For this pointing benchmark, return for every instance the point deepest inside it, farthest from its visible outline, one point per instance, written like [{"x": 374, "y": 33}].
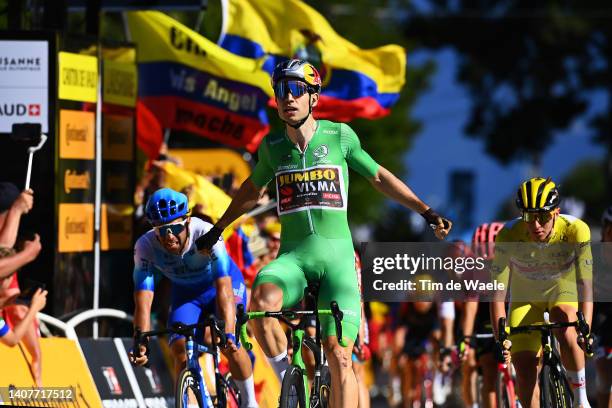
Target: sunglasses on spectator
[
  {"x": 541, "y": 217},
  {"x": 297, "y": 88},
  {"x": 175, "y": 228}
]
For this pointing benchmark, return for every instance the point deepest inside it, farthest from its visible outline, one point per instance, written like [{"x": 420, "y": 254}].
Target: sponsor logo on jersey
[
  {"x": 314, "y": 187},
  {"x": 320, "y": 152}
]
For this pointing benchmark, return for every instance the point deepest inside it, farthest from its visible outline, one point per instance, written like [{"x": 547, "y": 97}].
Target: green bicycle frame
[{"x": 297, "y": 338}]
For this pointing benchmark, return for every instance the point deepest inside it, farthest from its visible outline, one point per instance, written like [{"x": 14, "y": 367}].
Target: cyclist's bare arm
[
  {"x": 11, "y": 263},
  {"x": 143, "y": 299},
  {"x": 388, "y": 184},
  {"x": 586, "y": 299},
  {"x": 225, "y": 302},
  {"x": 246, "y": 198},
  {"x": 498, "y": 309},
  {"x": 13, "y": 337},
  {"x": 21, "y": 206},
  {"x": 142, "y": 319}
]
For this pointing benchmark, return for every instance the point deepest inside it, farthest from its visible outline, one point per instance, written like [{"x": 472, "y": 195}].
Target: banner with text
[
  {"x": 24, "y": 83},
  {"x": 189, "y": 83},
  {"x": 517, "y": 271}
]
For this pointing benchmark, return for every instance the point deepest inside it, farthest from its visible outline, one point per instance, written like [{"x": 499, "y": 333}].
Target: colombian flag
[
  {"x": 189, "y": 83},
  {"x": 356, "y": 83}
]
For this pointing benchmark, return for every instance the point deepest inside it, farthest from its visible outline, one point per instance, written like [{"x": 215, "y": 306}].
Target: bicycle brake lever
[
  {"x": 338, "y": 315},
  {"x": 138, "y": 341},
  {"x": 585, "y": 332}
]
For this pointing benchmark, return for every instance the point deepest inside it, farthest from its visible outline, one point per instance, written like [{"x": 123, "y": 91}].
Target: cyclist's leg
[
  {"x": 604, "y": 379},
  {"x": 185, "y": 308},
  {"x": 469, "y": 373},
  {"x": 572, "y": 355},
  {"x": 525, "y": 348},
  {"x": 307, "y": 354},
  {"x": 364, "y": 393},
  {"x": 239, "y": 362},
  {"x": 339, "y": 282},
  {"x": 488, "y": 364},
  {"x": 280, "y": 284}
]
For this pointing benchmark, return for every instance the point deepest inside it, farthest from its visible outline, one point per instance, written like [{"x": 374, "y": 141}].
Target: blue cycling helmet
[{"x": 166, "y": 205}]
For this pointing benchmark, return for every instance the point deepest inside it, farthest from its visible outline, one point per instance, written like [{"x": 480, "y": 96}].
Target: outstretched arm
[
  {"x": 394, "y": 188},
  {"x": 245, "y": 199}
]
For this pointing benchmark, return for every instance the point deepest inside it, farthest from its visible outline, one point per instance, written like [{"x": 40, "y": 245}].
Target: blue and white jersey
[{"x": 191, "y": 268}]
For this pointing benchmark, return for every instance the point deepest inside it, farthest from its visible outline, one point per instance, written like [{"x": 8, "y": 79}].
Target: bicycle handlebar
[
  {"x": 243, "y": 317},
  {"x": 217, "y": 327},
  {"x": 580, "y": 324}
]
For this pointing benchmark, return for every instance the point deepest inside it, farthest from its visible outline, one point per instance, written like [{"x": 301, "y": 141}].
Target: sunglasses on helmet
[
  {"x": 541, "y": 217},
  {"x": 297, "y": 88},
  {"x": 175, "y": 228}
]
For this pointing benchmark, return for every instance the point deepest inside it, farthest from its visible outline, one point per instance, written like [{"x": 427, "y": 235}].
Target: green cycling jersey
[{"x": 312, "y": 201}]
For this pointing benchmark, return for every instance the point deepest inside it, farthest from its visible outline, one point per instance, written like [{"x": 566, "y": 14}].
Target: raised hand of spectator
[
  {"x": 24, "y": 202},
  {"x": 32, "y": 247},
  {"x": 39, "y": 300}
]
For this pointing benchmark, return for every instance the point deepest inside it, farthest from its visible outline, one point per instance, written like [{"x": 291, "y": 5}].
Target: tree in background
[{"x": 531, "y": 69}]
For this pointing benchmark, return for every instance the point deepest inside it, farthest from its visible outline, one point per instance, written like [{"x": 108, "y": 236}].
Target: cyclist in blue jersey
[{"x": 201, "y": 284}]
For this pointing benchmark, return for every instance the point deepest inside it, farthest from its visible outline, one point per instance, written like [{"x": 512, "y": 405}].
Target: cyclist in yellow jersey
[{"x": 546, "y": 258}]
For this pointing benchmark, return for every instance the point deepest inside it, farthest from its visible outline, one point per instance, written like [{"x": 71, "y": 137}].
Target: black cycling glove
[{"x": 208, "y": 240}]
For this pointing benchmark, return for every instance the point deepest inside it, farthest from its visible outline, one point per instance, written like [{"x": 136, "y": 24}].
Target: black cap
[{"x": 8, "y": 194}]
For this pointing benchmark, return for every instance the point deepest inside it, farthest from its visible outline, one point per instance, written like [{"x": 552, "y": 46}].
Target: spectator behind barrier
[{"x": 13, "y": 205}]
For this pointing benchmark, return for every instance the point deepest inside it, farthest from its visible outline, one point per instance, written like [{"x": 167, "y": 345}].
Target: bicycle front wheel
[
  {"x": 292, "y": 389},
  {"x": 187, "y": 389},
  {"x": 506, "y": 398},
  {"x": 554, "y": 389}
]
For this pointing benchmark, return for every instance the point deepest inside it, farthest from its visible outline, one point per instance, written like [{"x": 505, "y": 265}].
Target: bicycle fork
[{"x": 193, "y": 364}]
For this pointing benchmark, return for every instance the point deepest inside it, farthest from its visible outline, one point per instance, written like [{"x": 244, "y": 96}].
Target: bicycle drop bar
[
  {"x": 217, "y": 327},
  {"x": 243, "y": 317},
  {"x": 581, "y": 326}
]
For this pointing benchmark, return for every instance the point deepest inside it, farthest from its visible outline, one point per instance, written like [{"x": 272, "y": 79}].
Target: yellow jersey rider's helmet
[{"x": 537, "y": 195}]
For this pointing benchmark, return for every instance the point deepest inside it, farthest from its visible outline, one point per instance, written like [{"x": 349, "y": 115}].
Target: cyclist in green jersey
[{"x": 309, "y": 164}]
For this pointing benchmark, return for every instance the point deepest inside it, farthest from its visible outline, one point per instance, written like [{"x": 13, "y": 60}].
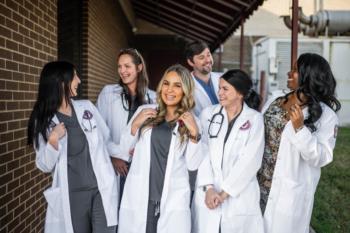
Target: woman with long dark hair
[
  {"x": 300, "y": 134},
  {"x": 227, "y": 194},
  {"x": 166, "y": 141},
  {"x": 117, "y": 103},
  {"x": 72, "y": 142}
]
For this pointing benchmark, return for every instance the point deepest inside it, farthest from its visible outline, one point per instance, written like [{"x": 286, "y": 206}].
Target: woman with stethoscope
[
  {"x": 167, "y": 143},
  {"x": 301, "y": 129},
  {"x": 117, "y": 103},
  {"x": 72, "y": 141},
  {"x": 227, "y": 192}
]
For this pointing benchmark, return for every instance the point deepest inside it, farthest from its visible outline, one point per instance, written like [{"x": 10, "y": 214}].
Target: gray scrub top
[
  {"x": 160, "y": 144},
  {"x": 81, "y": 176}
]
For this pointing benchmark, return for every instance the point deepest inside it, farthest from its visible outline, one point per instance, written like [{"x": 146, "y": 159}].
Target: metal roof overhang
[{"x": 212, "y": 21}]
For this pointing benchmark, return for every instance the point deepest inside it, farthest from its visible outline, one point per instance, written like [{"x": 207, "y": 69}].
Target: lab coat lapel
[
  {"x": 240, "y": 121},
  {"x": 200, "y": 89},
  {"x": 90, "y": 133},
  {"x": 217, "y": 144},
  {"x": 174, "y": 147}
]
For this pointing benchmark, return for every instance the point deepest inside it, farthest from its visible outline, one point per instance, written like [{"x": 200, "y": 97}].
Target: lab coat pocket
[
  {"x": 54, "y": 207},
  {"x": 291, "y": 199},
  {"x": 131, "y": 198},
  {"x": 179, "y": 195},
  {"x": 247, "y": 203},
  {"x": 107, "y": 177}
]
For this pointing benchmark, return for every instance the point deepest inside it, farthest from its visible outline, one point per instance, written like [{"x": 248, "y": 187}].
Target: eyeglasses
[
  {"x": 215, "y": 124},
  {"x": 125, "y": 101},
  {"x": 87, "y": 116}
]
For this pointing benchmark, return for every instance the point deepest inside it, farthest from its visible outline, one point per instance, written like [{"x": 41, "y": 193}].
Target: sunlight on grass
[{"x": 331, "y": 212}]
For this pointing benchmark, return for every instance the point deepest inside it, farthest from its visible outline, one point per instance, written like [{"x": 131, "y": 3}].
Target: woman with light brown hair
[{"x": 166, "y": 142}]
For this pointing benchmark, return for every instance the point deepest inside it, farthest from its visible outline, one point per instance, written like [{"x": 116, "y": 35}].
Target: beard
[{"x": 206, "y": 70}]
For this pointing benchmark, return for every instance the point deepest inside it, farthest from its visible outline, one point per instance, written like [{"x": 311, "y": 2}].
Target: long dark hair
[
  {"x": 244, "y": 85},
  {"x": 142, "y": 77},
  {"x": 317, "y": 83},
  {"x": 54, "y": 87}
]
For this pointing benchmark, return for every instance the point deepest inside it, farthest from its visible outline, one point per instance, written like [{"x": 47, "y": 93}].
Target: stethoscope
[
  {"x": 215, "y": 124},
  {"x": 125, "y": 102}
]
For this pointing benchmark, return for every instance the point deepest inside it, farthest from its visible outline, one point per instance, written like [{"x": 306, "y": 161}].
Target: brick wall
[
  {"x": 105, "y": 32},
  {"x": 27, "y": 41}
]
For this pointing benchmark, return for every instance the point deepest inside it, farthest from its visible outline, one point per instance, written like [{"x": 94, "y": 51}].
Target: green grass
[{"x": 331, "y": 212}]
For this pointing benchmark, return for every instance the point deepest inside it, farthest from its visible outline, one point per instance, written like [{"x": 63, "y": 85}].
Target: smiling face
[
  {"x": 203, "y": 62},
  {"x": 293, "y": 78},
  {"x": 128, "y": 70},
  {"x": 228, "y": 95},
  {"x": 74, "y": 85},
  {"x": 171, "y": 91}
]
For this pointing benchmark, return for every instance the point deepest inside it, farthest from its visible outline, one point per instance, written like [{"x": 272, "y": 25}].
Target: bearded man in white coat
[
  {"x": 206, "y": 82},
  {"x": 199, "y": 57}
]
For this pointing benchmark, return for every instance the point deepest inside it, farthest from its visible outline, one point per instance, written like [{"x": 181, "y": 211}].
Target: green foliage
[{"x": 331, "y": 212}]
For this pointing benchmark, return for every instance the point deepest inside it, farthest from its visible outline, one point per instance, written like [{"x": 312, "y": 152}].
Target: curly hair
[
  {"x": 186, "y": 104},
  {"x": 317, "y": 83}
]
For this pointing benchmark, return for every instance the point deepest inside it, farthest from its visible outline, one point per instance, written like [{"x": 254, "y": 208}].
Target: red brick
[
  {"x": 11, "y": 45},
  {"x": 12, "y": 5},
  {"x": 23, "y": 49},
  {"x": 20, "y": 133},
  {"x": 10, "y": 187},
  {"x": 6, "y": 95},
  {"x": 13, "y": 125},
  {"x": 17, "y": 37},
  {"x": 10, "y": 147},
  {"x": 17, "y": 18},
  {"x": 11, "y": 86},
  {"x": 6, "y": 157},
  {"x": 5, "y": 179},
  {"x": 3, "y": 149},
  {"x": 5, "y": 11},
  {"x": 12, "y": 65},
  {"x": 5, "y": 53},
  {"x": 11, "y": 24},
  {"x": 18, "y": 76},
  {"x": 18, "y": 172},
  {"x": 17, "y": 57},
  {"x": 6, "y": 116},
  {"x": 2, "y": 108},
  {"x": 5, "y": 31}
]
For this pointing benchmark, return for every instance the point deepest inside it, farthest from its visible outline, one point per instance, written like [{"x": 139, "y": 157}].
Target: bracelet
[
  {"x": 207, "y": 187},
  {"x": 298, "y": 129}
]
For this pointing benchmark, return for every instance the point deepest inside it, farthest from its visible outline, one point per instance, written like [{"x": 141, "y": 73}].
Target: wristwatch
[
  {"x": 206, "y": 187},
  {"x": 196, "y": 138}
]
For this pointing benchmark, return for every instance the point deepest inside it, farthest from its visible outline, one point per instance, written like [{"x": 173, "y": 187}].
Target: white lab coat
[
  {"x": 110, "y": 105},
  {"x": 48, "y": 159},
  {"x": 297, "y": 172},
  {"x": 231, "y": 168},
  {"x": 175, "y": 214},
  {"x": 201, "y": 98}
]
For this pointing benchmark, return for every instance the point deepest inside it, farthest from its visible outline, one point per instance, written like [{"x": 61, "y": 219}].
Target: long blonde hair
[{"x": 186, "y": 104}]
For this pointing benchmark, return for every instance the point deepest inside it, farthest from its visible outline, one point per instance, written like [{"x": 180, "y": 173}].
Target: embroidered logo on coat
[
  {"x": 335, "y": 131},
  {"x": 245, "y": 126}
]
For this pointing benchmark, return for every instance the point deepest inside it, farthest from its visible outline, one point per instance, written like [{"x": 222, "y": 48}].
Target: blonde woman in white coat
[
  {"x": 300, "y": 131},
  {"x": 227, "y": 193},
  {"x": 117, "y": 103},
  {"x": 72, "y": 142},
  {"x": 167, "y": 144}
]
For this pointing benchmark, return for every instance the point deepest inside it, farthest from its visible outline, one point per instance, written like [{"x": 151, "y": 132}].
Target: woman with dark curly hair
[
  {"x": 300, "y": 135},
  {"x": 72, "y": 142}
]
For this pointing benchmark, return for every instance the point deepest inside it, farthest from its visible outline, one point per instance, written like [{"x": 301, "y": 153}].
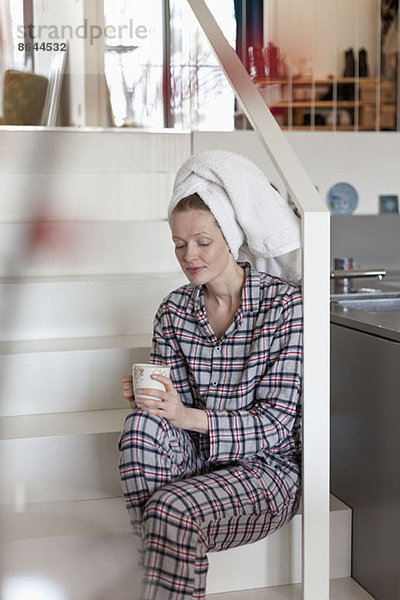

SET TASK »
Please list each line in the listing above that contains the word "green", copying every such line in full.

RESULT FOR THIS TASK »
Target: green bicycle frame
Target: green cycling jersey
Target: cyclist in green jersey
Target: green grass
Target: green foliage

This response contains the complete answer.